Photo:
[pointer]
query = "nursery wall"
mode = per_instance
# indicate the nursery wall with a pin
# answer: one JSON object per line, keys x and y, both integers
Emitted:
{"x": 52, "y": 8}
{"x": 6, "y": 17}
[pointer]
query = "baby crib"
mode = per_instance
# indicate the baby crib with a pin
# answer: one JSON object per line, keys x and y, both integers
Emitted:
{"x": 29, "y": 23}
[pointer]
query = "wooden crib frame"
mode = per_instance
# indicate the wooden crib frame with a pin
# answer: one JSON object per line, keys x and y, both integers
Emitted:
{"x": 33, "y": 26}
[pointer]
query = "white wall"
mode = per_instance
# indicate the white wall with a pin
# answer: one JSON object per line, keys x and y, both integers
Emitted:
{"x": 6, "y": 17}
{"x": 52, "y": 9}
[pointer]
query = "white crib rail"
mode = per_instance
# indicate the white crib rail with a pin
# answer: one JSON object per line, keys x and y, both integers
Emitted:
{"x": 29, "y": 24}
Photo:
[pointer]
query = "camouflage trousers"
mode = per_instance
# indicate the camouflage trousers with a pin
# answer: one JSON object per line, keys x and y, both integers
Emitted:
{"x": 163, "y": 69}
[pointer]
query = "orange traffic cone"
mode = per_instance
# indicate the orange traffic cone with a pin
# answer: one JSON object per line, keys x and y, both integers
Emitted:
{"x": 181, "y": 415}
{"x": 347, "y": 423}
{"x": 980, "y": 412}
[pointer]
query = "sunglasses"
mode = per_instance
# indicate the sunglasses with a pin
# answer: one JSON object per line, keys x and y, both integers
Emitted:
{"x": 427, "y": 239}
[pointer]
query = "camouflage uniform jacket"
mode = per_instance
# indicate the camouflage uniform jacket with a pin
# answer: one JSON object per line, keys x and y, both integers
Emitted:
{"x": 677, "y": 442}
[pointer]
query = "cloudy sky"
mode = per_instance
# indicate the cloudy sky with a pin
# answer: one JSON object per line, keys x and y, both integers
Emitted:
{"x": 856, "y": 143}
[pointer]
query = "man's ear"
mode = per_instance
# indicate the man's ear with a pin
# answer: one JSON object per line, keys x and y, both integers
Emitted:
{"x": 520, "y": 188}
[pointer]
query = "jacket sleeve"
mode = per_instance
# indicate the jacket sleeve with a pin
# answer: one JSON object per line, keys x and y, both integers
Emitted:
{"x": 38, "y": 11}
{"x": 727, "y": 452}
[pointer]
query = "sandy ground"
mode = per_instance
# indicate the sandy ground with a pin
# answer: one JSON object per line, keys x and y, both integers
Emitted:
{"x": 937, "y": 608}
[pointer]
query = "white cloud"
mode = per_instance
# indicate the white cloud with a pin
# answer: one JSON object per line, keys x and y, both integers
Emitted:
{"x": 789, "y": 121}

__TASK GOAL__: The response must contain each line above that holds the string "baby".

__THE COMPLETED TASK__:
query = "baby crib"
# indicate the baby crib with a pin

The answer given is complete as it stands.